▶ _WRITTEN TASK_
Arrange every line of the entries below as a Markdown table with the columns "Row" and "Line", numbering the rows and skipping blank lines. Omit the pictures from your table.

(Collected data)
• • • •

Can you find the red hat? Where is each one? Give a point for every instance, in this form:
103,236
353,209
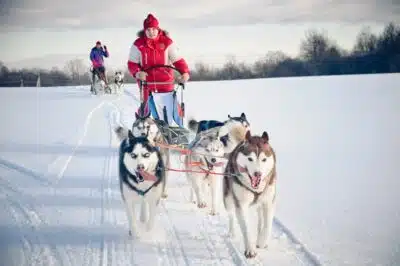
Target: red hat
150,22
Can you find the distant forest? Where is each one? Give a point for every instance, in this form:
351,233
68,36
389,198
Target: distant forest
319,55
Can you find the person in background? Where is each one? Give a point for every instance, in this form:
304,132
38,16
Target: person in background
96,57
154,47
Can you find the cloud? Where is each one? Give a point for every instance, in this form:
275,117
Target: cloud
95,14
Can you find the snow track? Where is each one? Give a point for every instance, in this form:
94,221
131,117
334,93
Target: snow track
72,214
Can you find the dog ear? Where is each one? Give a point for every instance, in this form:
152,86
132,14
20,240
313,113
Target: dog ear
248,135
131,138
265,136
224,139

• • • •

▶ _TASK RESPONSE_
| Row | Line |
|---|---|
| 1 | Can you find the red hat? Where is each one? Give a point for every instance, in this form: |
| 2 | 103,236 |
| 3 | 353,209 |
| 4 | Target: red hat |
| 5 | 150,22 |
| 6 | Can you find the distant forest? Where is each one? Give a point for every instance, in this form: |
| 7 | 351,233 |
| 8 | 68,36 |
| 9 | 389,198 |
| 10 | Target: distant forest |
| 11 | 319,55 |
| 12 | Can you find the person in background? Where is each one? Give a point for every instance, in this form: |
| 13 | 304,132 |
| 14 | 38,16 |
| 15 | Target: person in background |
| 16 | 96,57 |
| 17 | 154,47 |
| 18 | Can you find the cloud? Where is each one? Give a point for every instance, in this form: |
| 19 | 275,117 |
| 20 | Target: cloud |
| 21 | 95,14 |
| 22 | Can you find the snow track? Where is each one? Give a point for every instance, in this form: |
| 23 | 94,221 |
| 24 | 131,117 |
| 25 | 334,93 |
| 26 | Target: snow track |
| 27 | 72,214 |
| 28 | Can you find the dog ear? Where is each one? Give a point for every instance, in this form: |
| 29 | 152,86 |
| 30 | 132,14 |
| 31 | 20,240 |
| 32 | 313,113 |
| 33 | Target: dog ear |
| 34 | 248,135 |
| 35 | 131,138 |
| 36 | 265,136 |
| 37 | 224,139 |